Every record gets copied exactly, and no picture goes with it.

> _GIVEN ENTRIES_
■ ■ ■ ■ ■ ■ ■
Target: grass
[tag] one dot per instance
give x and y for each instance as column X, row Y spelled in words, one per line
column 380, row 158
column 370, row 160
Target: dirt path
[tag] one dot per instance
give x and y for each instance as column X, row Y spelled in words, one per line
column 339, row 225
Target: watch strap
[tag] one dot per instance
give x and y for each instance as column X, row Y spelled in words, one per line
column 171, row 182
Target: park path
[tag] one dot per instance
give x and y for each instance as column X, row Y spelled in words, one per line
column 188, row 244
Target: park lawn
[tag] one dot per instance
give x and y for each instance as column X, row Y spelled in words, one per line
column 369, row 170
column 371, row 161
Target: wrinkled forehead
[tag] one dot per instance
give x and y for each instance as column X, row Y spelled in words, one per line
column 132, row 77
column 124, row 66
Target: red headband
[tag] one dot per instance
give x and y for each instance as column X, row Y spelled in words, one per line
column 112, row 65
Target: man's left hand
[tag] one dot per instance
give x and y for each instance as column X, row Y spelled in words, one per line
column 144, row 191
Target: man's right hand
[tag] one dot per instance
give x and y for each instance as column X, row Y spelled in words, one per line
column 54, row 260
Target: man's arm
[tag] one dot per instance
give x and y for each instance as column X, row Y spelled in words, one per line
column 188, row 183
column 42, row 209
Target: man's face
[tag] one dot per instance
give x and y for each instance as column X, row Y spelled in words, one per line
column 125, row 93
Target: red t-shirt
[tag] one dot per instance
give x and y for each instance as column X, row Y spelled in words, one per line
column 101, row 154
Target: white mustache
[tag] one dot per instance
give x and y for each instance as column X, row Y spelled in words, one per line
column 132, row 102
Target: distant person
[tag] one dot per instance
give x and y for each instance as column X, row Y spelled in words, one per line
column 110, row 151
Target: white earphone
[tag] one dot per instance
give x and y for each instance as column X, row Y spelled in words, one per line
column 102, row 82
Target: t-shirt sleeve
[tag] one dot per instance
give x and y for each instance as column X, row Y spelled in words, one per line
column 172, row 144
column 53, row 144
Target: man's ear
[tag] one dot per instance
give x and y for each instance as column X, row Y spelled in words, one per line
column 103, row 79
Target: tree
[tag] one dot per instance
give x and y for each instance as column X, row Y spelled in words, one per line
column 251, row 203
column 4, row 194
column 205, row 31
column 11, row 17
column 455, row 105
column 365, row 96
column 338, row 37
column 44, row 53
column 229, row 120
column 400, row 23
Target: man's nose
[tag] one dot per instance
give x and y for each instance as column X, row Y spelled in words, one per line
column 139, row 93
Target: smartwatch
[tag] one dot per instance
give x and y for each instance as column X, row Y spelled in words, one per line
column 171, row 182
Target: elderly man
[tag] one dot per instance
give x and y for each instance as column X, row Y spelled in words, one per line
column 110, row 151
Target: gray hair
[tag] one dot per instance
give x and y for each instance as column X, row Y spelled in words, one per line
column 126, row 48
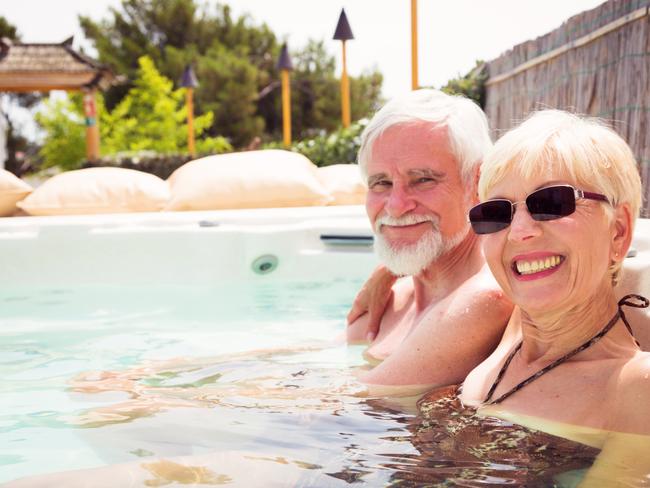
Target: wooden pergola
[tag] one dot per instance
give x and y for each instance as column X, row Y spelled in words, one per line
column 42, row 67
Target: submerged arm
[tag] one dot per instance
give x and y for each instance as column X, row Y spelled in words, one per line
column 444, row 348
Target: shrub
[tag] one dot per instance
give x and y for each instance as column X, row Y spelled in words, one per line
column 340, row 146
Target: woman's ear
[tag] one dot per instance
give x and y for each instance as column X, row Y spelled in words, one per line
column 474, row 190
column 621, row 232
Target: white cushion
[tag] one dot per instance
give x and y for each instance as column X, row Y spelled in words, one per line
column 98, row 190
column 250, row 179
column 12, row 190
column 344, row 184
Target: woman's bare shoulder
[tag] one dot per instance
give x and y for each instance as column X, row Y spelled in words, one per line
column 633, row 395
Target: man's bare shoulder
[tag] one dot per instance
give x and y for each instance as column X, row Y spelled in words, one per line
column 477, row 302
column 633, row 395
column 402, row 298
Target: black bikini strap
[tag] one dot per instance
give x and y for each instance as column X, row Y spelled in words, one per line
column 640, row 302
column 632, row 300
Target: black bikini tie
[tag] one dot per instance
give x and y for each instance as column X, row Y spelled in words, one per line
column 632, row 300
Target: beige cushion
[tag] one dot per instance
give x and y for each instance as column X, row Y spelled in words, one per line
column 344, row 183
column 12, row 190
column 251, row 179
column 98, row 190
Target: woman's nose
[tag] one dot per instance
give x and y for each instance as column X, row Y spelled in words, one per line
column 399, row 202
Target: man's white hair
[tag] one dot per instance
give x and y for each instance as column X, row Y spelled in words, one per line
column 467, row 126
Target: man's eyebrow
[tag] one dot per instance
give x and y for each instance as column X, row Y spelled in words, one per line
column 372, row 179
column 426, row 172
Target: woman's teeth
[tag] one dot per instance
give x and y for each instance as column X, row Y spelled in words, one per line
column 537, row 265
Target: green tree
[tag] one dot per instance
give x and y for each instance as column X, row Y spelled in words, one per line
column 152, row 117
column 65, row 144
column 235, row 63
column 472, row 85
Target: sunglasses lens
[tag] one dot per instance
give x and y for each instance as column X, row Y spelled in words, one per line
column 491, row 216
column 551, row 203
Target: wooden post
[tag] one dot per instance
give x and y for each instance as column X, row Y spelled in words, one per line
column 345, row 92
column 92, row 126
column 415, row 84
column 189, row 102
column 286, row 108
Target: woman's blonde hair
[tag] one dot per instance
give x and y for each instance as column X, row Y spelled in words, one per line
column 594, row 156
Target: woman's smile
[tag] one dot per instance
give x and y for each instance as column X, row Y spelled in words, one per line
column 536, row 266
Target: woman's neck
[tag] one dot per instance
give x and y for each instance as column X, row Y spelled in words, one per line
column 548, row 336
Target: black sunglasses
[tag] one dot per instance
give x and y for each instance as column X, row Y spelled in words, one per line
column 550, row 203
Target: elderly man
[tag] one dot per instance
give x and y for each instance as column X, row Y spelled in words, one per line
column 421, row 155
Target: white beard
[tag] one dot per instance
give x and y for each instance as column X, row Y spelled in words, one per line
column 413, row 259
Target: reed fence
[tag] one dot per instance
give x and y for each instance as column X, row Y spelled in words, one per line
column 595, row 63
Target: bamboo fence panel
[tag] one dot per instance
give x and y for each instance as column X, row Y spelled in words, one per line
column 595, row 63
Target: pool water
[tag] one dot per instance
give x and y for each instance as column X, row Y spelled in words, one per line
column 239, row 379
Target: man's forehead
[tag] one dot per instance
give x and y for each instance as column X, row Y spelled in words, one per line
column 412, row 173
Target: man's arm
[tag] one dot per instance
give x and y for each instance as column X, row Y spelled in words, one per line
column 444, row 348
column 369, row 305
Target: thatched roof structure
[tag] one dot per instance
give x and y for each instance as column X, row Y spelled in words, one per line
column 44, row 67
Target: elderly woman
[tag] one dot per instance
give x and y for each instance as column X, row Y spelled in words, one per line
column 559, row 198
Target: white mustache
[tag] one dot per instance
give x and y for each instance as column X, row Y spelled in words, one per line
column 409, row 219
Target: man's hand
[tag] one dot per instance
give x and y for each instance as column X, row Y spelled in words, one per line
column 373, row 299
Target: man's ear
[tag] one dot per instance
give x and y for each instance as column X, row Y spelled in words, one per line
column 621, row 232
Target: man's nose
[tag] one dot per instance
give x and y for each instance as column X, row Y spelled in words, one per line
column 523, row 226
column 399, row 201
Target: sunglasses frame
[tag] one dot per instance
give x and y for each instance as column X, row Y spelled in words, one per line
column 577, row 194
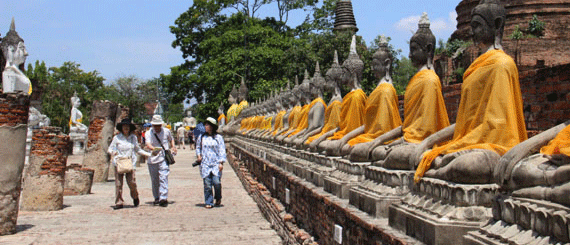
■ ■ ■ ■ ■ ■ ■
> _COMPLETED EXERCISE_
Target: grass
[tag] one dot per instance
give x and y for each instance as column X, row Y spelled in words, one per line
column 380, row 158
column 370, row 160
Target: dirt path
[tag] one dot per instance
give x and y for each instance as column X, row Y spelled in words, one per line
column 339, row 225
Target: watch strap
[tag] one dot per instance
give x and y for each instance as column X, row Y spelled in words, one per line
column 171, row 182
Target: park path
[tag] one dot per instance
give x and y for each instance as column X, row Y spelled in words, one per line
column 188, row 244
Target: park lawn
[tag] one dot per instance
give x and y for each instance as column X, row Y spelled in words, one per line
column 369, row 170
column 371, row 161
Target: wrinkled forehead
[tag] one dot per instance
give x and y for each instance as column X, row Y spelled in words, one per line
column 132, row 77
column 124, row 66
Target: red headband
[tag] one dot per instance
give x and y for each instance as column X, row Y spelled in words, one per line
column 112, row 65
Target: man's left hand
[tag] one dot per instance
give x and y for each instance as column X, row Y spelled in words, one per line
column 144, row 191
Target: man's right hand
[tag] one dot per instance
give x and y for each instance as column X, row Y spelled in words, one per line
column 54, row 260
Target: man's arm
[tag] one dot per instance
give x and y for each instance as column X, row Y spelled in words, one per line
column 188, row 183
column 42, row 209
Target: man's face
[tag] one dot per instance
give x and y for each instance as column X, row Y spelled in words, one per line
column 125, row 93
Target: red t-shirt
[tag] one dot per instance
give x and y for each instance as column X, row Y spelled in words, one per line
column 101, row 154
Target: white mustache
[tag] one dot per instance
give x and y for each instance as column X, row Y spelled in words, one per line
column 132, row 102
Target: distant person
[tag] one dot per instance
give x and y for each instance as column X, row Y spelled in words, one per line
column 110, row 151
Target: white earphone
[tag] one dot per instance
give x and y for each instance as column X, row Y spelled in words, one per line
column 102, row 82
Target: t-shirt sleeve
[tag] one dot per instance
give x and y for each instance as column X, row Y spelled in words, one per line
column 172, row 144
column 53, row 144
Target: man's ear
[tag] one dot per instance
give x and y for each instance as column X, row Y spelled in words, one per line
column 103, row 79
Target: tree
[tag] one dot per instance
give x and y for each instance as column X, row Y spelled in words, one per line
column 251, row 203
column 4, row 194
column 205, row 31
column 11, row 17
column 455, row 105
column 365, row 96
column 338, row 37
column 44, row 53
column 229, row 120
column 400, row 23
Target: man's nose
[tag] one dot per instance
give x and y for each instance as column X, row Y spelled in words, one per line
column 139, row 93
Target: smartwatch
[tag] one dot per instance
give x and y for each instance as column X, row Y spelled in words, one per line
column 171, row 182
Target: elderly man
[tag] one dot per instance
give x and y for each instance as column X, row Y spelled in words, one per line
column 110, row 151
Target: gray hair
[tag] one dot per instance
give x and y for each instance as column X, row Y spelled in words, one per line
column 126, row 48
Target: wooden pergola
[tag] one dot per instance
give x and y for each instance as column X, row Y spelled in words, one per line
column 42, row 67
Target: submerged arm
[tag] one dot per instance
give x and y for each instance as column X, row Y spelled in words, one per line
column 444, row 348
Target: shrub
[tag] one dot per instance
give x and y for each instance as column X, row Y spelled in words, one per line
column 340, row 146
Target: woman's ear
[tag] one dot per instance
give x and y for each instance as column X, row Y spelled in words, one per line
column 474, row 190
column 621, row 232
Target: white cushion
[tag] one dot per instance
give x and y for each instance as column X, row Y spelled in words, one per line
column 98, row 190
column 250, row 179
column 12, row 190
column 344, row 184
Target: woman's bare shoulder
[tag] one dot per instance
give x and y for each instance as column X, row Y spelled in words, one per line
column 633, row 395
Target: man's bare shoulder
[tag] one dot per instance
give x and y for each instance as column X, row Y spelled in words, one per line
column 477, row 302
column 633, row 395
column 402, row 298
Target: black bikini strap
[tag] one dot per instance
give x and y for each instance as column X, row Y spelled in words, one per line
column 640, row 302
column 632, row 300
Target: black bikini tie
[tag] one dot per instance
give x and y for each instance as column X, row Y spelled in words, one per line
column 632, row 300
Target: beige cushion
[tag] one dot per instance
give x and y for each instance as column X, row Y spelled in words, one per line
column 344, row 183
column 12, row 190
column 251, row 179
column 98, row 190
Target: woman's nose
[tag] one dot per instance
give x and y for each instance as column X, row Y spelled in words, one per line
column 399, row 202
Target: man's white hair
[tag] one dot per instance
give x and y for each instance as column X, row Y spelled in words, one per line
column 467, row 126
Target: man's eyebrow
[tag] one dot per instance
give x and y for each instance as column X, row Y spelled in words, one per line
column 372, row 179
column 426, row 172
Target: woman's teeth
[tag] one dot per instance
give x and y for each instance as column X, row Y spelled in words, one per line
column 537, row 265
Target: green tree
[tag] one dot per instance
give x and y for each instance as column X, row Y spelled in words, one per line
column 152, row 117
column 65, row 144
column 235, row 63
column 472, row 85
Target: sunglasses lens
[tag] one dot per instance
give x and y for each instance as column X, row Y spelled in words, one per line
column 491, row 216
column 551, row 203
Target: wooden post
[tag] one dot per instance
give x and y for each instance as column X, row Y spelled in words, one per line
column 345, row 92
column 92, row 126
column 415, row 84
column 189, row 102
column 286, row 108
Target: woman's blonde hair
[tag] one dot per instance
give x and y for each instance as column X, row Y spelled in words, one per line
column 594, row 156
Target: woman's smile
[tag] one dot per instance
give x and y for each instance as column X, row Y spelled in words, one per line
column 536, row 266
Target: woman's neck
[tag] one dot per instance
give x and y for each instance as column X, row Y spelled in words, one per line
column 548, row 336
Target: black sunglasses
[tag] one dot per instance
give x and y for each instance as column X, row Y spelled in words, one per line
column 550, row 203
Target: elderly man
[tag] one dot per instance
give x and y for each instance as column X, row Y spelled in words, one per line
column 421, row 155
Target: white beard
[tag] one dot per instance
give x and y for each instance as column X, row Y spelled in words, one per line
column 413, row 259
Target: reed fence
[tag] one dot per instance
give x and y for each instance as column X, row Y spelled in words, one per line
column 595, row 63
Target: bamboo fence panel
[tag] one dot per instance
give x and y for each instance as column X, row Y spelled in words, one per line
column 595, row 63
Target: pool water
[tag] one dot per instance
give x and y for each instance as column X, row Y spelled in words, one per line
column 239, row 379
Target: man's forehead
[tag] one dot per instance
give x and y for each instance as column X, row Y spelled in words, one per line
column 412, row 173
Target: man's arm
[tag] one dot per instance
give x and y for each instance as column X, row Y spelled in words, one per line
column 444, row 348
column 369, row 305
Target: thatched roof structure
[tag] one dot per instance
give x and y for each instance as column X, row Y spelled in words, one per line
column 44, row 67
Target: elderly woman
[tag] one dot per instance
give x and y for each instance as column X, row Y spelled in words, one per line
column 559, row 198
Target: white mustache
[tag] one dot per instance
give x and y for each instance as column X, row Y spelled in words, one per line
column 409, row 219
Target: man's hand
[tag] one dot per instance
give x and y for each instance as column X, row Y spelled in words, one per line
column 373, row 299
Target: man's ear
[tag] one dot per instance
give x and y for each instance as column X, row Y spelled in words, one per line
column 621, row 232
Target: man's nose
[tag] one dot per instance
give x and y for each instance as column X, row Y spelled in words, one per line
column 523, row 226
column 399, row 201
Target: sunglasses frame
[tag] one dot per instance
give x and y for each instance as column X, row Y spelled in words, one per line
column 577, row 194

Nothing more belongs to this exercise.